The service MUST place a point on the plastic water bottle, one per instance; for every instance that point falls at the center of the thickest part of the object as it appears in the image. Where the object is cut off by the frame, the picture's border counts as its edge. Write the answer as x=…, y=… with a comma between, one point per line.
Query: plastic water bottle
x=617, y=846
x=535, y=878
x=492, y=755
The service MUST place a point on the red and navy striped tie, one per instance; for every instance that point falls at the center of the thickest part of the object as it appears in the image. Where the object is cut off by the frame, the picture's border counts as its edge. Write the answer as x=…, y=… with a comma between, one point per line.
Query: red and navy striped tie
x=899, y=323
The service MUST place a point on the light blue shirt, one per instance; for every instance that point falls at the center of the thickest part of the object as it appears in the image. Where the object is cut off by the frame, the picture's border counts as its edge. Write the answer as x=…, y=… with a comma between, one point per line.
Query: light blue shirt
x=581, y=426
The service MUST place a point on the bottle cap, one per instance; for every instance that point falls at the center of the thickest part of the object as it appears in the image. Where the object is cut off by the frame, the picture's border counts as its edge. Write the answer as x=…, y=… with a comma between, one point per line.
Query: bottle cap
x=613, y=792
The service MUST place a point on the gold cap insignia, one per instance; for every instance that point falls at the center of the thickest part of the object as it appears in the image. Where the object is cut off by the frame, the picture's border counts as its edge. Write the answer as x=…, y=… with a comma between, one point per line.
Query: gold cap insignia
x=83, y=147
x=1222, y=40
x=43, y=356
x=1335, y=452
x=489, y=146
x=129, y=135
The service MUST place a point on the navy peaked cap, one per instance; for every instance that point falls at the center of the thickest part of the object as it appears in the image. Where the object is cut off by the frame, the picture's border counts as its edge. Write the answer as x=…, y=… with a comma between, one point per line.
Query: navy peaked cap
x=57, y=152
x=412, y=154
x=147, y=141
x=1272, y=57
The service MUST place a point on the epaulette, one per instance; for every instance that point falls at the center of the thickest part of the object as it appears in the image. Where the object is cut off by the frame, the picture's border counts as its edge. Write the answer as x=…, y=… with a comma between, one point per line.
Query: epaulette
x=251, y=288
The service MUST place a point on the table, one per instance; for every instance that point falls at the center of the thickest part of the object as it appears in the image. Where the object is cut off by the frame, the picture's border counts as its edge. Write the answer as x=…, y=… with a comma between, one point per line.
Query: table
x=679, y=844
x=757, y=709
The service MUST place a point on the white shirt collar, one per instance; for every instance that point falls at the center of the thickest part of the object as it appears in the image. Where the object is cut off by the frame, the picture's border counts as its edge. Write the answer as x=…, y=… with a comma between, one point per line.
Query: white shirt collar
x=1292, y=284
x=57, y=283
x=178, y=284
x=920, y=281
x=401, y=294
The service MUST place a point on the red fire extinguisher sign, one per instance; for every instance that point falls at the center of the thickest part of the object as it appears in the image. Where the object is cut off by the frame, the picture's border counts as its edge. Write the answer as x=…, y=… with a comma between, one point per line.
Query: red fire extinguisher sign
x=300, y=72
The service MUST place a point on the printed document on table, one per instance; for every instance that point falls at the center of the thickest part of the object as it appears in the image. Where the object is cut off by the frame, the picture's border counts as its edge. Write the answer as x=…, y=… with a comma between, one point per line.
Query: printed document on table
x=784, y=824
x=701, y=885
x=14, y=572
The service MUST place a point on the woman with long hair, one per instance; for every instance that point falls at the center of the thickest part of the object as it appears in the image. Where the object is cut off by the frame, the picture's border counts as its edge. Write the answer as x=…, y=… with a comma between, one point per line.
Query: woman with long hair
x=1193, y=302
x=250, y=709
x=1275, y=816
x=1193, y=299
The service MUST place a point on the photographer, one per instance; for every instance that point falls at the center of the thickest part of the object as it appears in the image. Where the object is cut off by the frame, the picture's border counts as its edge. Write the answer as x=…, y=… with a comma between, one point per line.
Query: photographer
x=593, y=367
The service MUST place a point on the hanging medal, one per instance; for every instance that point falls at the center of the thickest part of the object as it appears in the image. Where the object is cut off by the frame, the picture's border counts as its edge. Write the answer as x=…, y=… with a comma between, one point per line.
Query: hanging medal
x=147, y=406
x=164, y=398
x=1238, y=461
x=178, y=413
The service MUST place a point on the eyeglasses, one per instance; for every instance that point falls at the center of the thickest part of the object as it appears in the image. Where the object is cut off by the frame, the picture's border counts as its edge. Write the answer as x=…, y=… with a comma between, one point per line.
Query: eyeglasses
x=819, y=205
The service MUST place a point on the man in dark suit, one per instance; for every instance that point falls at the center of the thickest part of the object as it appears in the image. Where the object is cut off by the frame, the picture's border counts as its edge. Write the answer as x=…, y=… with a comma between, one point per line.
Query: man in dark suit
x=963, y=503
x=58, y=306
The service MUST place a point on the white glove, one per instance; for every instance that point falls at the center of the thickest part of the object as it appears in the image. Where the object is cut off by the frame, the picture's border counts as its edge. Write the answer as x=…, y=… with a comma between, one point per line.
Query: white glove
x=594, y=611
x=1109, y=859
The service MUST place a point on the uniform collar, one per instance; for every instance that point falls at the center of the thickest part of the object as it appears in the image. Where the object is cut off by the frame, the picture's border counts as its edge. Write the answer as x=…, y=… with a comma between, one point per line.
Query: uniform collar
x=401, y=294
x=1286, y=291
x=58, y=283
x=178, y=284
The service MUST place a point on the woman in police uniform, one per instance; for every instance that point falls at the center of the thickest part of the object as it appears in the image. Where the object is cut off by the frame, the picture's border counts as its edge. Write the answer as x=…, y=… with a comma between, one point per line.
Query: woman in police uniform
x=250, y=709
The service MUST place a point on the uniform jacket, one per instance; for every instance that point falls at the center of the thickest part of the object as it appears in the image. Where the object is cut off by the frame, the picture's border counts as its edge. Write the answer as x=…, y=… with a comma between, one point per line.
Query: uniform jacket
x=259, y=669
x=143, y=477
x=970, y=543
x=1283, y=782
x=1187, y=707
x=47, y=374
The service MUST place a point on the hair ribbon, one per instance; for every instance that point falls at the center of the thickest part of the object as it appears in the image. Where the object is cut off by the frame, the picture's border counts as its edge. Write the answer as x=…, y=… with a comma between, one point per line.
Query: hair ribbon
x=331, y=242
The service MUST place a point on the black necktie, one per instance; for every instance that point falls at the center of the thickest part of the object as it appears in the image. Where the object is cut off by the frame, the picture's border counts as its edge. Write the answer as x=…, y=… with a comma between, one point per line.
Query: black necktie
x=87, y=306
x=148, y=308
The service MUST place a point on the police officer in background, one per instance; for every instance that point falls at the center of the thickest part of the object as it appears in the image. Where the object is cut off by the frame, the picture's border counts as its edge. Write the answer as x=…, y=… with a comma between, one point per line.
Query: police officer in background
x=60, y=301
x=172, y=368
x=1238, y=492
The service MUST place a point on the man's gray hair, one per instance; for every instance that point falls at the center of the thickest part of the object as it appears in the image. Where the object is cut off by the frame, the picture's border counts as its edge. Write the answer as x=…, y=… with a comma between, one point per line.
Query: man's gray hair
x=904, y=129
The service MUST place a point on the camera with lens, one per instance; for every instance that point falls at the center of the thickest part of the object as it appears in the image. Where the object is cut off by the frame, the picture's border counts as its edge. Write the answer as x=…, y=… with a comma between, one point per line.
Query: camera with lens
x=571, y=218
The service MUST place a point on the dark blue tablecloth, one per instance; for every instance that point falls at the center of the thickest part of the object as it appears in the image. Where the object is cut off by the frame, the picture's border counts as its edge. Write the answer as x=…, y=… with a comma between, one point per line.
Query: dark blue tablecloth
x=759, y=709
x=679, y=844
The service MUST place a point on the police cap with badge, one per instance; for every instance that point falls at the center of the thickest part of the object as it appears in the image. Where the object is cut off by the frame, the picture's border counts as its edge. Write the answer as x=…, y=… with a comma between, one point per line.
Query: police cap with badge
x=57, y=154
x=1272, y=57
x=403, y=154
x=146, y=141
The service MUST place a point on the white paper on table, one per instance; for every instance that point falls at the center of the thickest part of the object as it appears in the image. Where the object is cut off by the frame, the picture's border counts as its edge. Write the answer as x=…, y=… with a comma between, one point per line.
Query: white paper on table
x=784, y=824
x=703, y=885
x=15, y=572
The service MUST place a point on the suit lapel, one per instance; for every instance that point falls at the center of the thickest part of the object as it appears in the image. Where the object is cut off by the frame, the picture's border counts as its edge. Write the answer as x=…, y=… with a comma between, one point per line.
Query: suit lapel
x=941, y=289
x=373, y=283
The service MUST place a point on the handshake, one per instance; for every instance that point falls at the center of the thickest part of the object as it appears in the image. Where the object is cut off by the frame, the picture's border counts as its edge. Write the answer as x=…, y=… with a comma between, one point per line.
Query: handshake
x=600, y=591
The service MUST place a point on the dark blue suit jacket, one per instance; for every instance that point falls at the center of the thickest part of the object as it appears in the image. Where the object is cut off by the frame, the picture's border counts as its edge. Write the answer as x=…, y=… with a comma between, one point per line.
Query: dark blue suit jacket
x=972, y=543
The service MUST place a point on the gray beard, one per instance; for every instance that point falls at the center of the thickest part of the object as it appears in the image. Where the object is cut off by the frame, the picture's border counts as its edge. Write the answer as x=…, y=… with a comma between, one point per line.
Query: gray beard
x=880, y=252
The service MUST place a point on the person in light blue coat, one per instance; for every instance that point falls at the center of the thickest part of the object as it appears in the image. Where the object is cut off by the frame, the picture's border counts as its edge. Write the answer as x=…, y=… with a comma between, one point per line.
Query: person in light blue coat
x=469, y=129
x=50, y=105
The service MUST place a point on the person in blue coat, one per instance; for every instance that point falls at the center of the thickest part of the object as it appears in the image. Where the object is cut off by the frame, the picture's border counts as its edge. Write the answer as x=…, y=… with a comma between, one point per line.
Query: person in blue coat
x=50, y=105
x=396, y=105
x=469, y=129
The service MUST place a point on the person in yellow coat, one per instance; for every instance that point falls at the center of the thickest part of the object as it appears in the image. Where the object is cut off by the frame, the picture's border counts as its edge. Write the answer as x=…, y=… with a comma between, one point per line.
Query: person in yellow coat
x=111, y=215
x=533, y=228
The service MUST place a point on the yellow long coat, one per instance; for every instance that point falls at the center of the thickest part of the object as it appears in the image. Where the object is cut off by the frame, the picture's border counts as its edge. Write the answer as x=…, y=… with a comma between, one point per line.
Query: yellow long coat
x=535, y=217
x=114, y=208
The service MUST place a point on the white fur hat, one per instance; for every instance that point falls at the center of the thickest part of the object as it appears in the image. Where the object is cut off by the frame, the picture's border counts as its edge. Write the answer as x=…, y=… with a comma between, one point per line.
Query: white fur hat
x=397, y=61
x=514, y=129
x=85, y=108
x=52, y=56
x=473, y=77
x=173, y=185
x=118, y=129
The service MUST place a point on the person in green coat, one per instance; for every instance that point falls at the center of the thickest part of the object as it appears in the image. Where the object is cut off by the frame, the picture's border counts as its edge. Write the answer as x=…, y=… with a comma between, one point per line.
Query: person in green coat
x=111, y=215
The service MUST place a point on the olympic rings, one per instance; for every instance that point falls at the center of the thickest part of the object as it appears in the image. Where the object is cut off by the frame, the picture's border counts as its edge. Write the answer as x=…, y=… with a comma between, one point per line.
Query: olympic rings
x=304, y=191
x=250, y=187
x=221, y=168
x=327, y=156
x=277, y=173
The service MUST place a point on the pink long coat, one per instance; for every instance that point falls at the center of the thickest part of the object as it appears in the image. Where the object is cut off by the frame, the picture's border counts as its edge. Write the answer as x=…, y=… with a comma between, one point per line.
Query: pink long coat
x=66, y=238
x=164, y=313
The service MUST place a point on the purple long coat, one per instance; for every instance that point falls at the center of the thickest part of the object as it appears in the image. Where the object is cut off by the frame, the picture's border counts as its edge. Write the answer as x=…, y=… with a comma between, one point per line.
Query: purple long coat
━━━━━━━━━━
SHORT EXERCISE: Extract everything from the beginning of the data above down to and including the line that contains "x=492, y=755", reproducing each line unchanged.

RIGHT ANSWER:
The service MUST place a point on the plastic water bottle, one per instance; for every instance that point falls at the center of the thickest part of the object as it appears in the image. Where the object is cut off by the frame, the picture's border counts as its edge. Write the answer as x=…, y=… with a comma between, one point per line.
Query: plastic water bottle
x=617, y=846
x=535, y=878
x=492, y=755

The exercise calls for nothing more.